Excerpted data:
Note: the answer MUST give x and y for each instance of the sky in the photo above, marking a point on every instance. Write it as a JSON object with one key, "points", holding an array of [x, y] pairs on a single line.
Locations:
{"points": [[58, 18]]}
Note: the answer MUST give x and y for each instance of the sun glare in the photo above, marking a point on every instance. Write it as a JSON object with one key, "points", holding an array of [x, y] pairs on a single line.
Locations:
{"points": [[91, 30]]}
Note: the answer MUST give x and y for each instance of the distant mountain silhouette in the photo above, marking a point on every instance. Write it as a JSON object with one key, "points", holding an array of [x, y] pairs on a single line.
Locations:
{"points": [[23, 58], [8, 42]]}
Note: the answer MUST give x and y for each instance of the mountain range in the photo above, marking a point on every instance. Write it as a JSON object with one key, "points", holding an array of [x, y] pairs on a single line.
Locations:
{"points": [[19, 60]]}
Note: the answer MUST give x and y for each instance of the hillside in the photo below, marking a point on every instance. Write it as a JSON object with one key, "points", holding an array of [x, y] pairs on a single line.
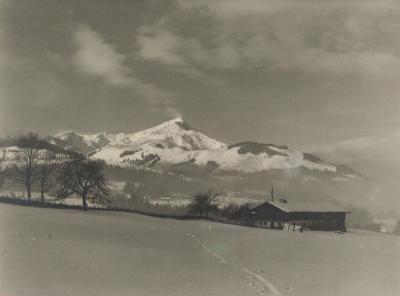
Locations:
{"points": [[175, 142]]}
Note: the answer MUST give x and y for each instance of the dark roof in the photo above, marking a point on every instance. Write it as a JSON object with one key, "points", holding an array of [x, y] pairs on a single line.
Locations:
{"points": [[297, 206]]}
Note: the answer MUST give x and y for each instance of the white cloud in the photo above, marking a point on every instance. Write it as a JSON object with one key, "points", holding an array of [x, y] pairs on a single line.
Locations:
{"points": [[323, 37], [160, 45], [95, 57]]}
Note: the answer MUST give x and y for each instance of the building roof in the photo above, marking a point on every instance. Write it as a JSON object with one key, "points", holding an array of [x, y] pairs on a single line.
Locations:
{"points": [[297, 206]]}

The problem:
Echo the records word for word, from the line holding "the sun glare" through the end of the records, both ends included. Leave the pictures out of your answer.

Problem solution:
Note: the answer MUST give x and y for each instance of the sun glare in the photo above, marking a point on every instance. Write it as a JSON object with one key, "points", holding an array of [x, y] pairs on a single line.
Locations:
{"points": [[91, 30]]}
Note: the answer MUST give x and y for each instance of the distant mountain silhouette in the photo above, marking a point on every instance. Write it as a JSON object with one key, "points", holding an array of [x, y] pairs on a single line.
Locations:
{"points": [[23, 58], [8, 42]]}
Note: the answer MUST give x and y for each instance of the mountain range in the photo above, marking a point on every instance. Write it as a JSON object with one key, "points", holding an array of [x, y] pairs on a single line.
Locations:
{"points": [[19, 60]]}
Note: the answer MUST give x and y for each instance of the hillside in the photo below, marking a point on every instance. Write it as a JSON object with one key, "points", holding an array of [x, y] pairs on a single line.
Locations:
{"points": [[175, 142]]}
Note: the answer MUST give x and y for each instance of the dark roof in the photo above, marking a point on every instance. Write it as a JSON object with one key, "points", holding an array of [x, y] pairs on a single line.
Locations:
{"points": [[297, 206]]}
Note: the answer MUST give x and y for each instance of the white cloud in the photo above, marking a point on every instance. Write it as a JSON object with one key, "points", holding an array of [x, y] pairs on a single line.
Locations:
{"points": [[323, 37], [160, 45], [95, 57]]}
Note: the answer MUST give x and y for each instance of the building roof in the photo above, marking a point on every instance. Write it as a JSON object with one key, "points", holding an array of [x, y] pairs on a single line.
Locations:
{"points": [[297, 206]]}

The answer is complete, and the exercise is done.